-- MATERIAL --
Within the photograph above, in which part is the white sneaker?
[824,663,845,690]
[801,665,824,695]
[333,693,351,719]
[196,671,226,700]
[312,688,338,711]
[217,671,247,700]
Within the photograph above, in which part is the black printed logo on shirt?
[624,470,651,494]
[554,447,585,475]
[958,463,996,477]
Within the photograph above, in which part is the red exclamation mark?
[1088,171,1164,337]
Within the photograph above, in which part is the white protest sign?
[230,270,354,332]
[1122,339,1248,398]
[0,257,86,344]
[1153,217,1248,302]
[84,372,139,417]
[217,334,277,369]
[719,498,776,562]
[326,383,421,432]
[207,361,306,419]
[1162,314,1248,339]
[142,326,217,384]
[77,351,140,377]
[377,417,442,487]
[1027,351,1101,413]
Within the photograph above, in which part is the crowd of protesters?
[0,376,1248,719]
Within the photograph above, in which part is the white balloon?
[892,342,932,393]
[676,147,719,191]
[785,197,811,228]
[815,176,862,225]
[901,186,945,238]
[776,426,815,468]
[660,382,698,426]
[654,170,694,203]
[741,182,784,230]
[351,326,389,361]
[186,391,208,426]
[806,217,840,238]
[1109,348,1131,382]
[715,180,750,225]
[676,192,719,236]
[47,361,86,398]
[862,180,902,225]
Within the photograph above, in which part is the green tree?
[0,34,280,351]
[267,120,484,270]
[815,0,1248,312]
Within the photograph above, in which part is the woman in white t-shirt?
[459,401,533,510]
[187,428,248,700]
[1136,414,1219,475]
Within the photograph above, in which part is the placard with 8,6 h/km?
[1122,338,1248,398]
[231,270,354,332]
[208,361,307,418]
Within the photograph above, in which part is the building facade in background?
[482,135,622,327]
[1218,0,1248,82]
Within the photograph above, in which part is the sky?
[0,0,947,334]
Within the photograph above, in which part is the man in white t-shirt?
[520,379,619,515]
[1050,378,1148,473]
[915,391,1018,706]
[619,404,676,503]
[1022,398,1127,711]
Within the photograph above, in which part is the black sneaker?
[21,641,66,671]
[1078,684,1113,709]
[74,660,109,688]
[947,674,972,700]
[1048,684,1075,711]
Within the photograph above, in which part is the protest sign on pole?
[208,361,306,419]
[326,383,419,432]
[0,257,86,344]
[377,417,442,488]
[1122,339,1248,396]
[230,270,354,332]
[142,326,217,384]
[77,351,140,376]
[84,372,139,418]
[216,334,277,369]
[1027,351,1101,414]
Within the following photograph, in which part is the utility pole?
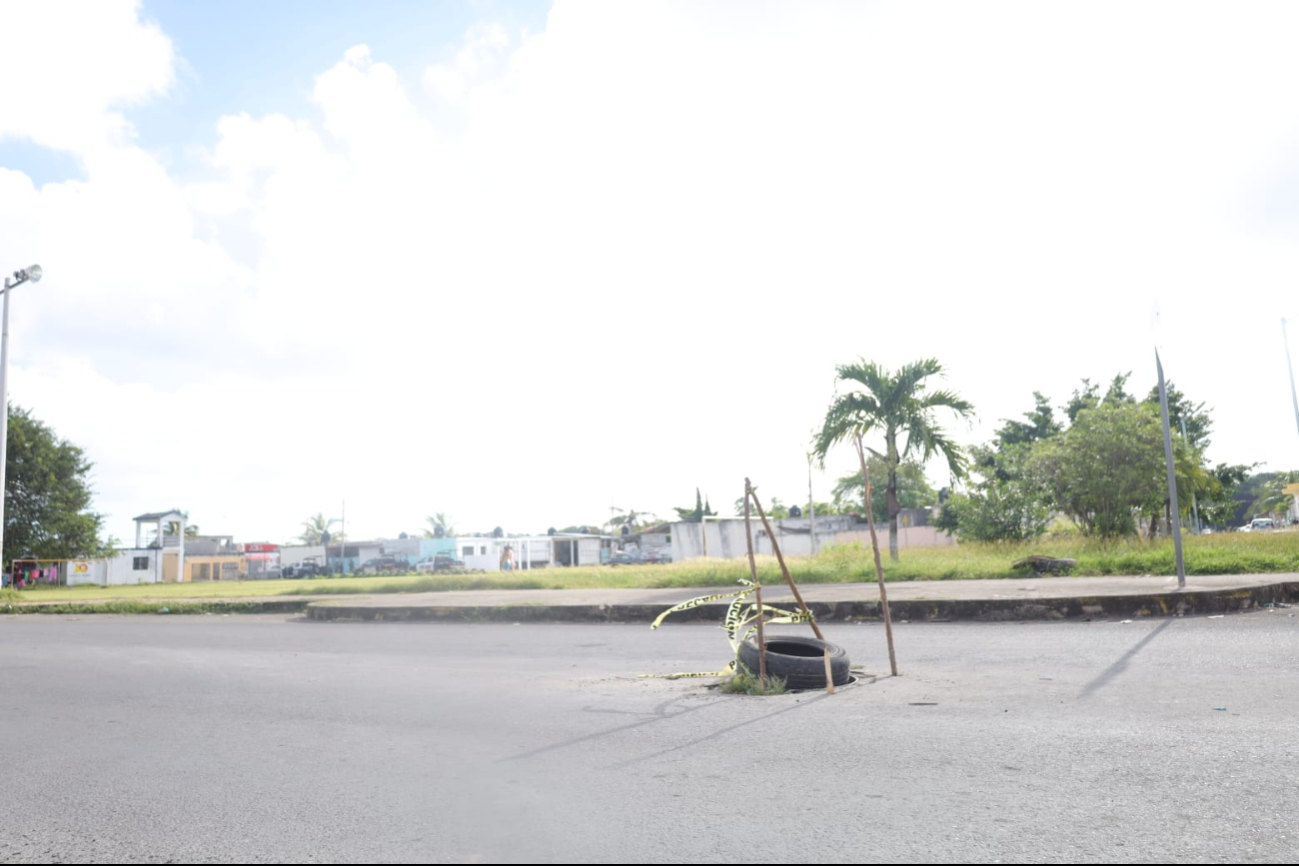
[1155,349,1186,589]
[808,452,816,556]
[1178,418,1200,535]
[1281,319,1299,441]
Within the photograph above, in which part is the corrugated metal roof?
[134,509,184,521]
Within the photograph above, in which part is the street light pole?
[1281,319,1299,441]
[0,265,42,581]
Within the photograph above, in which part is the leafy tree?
[297,512,343,545]
[1064,373,1135,425]
[996,391,1061,448]
[609,508,660,532]
[817,454,938,523]
[814,358,973,560]
[4,406,105,560]
[1200,464,1257,527]
[1246,473,1299,518]
[672,487,716,523]
[1026,401,1167,538]
[423,512,456,539]
[937,440,1052,541]
[1142,379,1213,451]
[735,496,790,521]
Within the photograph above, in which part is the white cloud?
[0,1,1299,539]
[0,0,174,153]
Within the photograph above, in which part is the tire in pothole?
[739,635,851,689]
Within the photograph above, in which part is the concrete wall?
[62,560,108,587]
[672,515,956,561]
[455,535,504,571]
[183,553,247,583]
[279,544,325,569]
[108,548,162,587]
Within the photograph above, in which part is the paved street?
[0,609,1299,863]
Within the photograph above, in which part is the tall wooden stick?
[744,478,766,688]
[748,487,825,640]
[856,436,898,676]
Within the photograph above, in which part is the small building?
[239,541,279,580]
[618,523,672,556]
[325,539,383,574]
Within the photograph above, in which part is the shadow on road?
[1078,619,1173,697]
[609,692,829,770]
[500,697,717,762]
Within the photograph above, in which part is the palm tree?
[423,512,456,539]
[297,512,343,545]
[813,358,974,561]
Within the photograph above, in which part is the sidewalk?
[305,574,1299,623]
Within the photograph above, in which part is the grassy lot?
[0,532,1299,609]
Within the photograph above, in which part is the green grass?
[722,669,785,697]
[0,532,1299,610]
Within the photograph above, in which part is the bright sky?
[0,0,1299,541]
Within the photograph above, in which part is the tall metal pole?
[0,284,13,581]
[808,452,816,556]
[1178,418,1200,535]
[1281,319,1299,441]
[1155,349,1186,589]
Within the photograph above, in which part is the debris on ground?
[1011,554,1078,574]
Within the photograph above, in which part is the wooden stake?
[748,487,825,640]
[744,478,766,688]
[856,436,898,676]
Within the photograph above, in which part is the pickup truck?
[414,553,465,574]
[279,561,325,579]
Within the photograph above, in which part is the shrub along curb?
[307,582,1299,623]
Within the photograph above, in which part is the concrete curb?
[0,597,313,615]
[307,582,1299,625]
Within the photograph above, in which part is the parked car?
[357,556,410,574]
[414,553,465,574]
[279,560,325,578]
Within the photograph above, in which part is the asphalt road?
[0,610,1299,863]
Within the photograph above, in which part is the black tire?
[739,635,851,688]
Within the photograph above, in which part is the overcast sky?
[0,0,1299,541]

-- WHAT THE TASK ASKS --
Please scale everything from the line containing "Within the photograph above, in which part is the palm" down to the line containing "[0,532,1299,609]", both included, by writing out each line again with every bounding-box coordinate multiplied by 0.55 and rounded to a whole number, halves rounded up. Keep the item lines without coordinates unchanged, and give only the lines in that span.

-- CORRECT OUTPUT --
Within the photograph above, in which part is the palm tree?
[233,282,251,296]
[163,282,189,300]
[447,197,536,309]
Within the photograph above, in which part is the sidewalk?
[168,316,714,343]
Within the photograph above, in which part is the grassy lot?
[0,293,714,335]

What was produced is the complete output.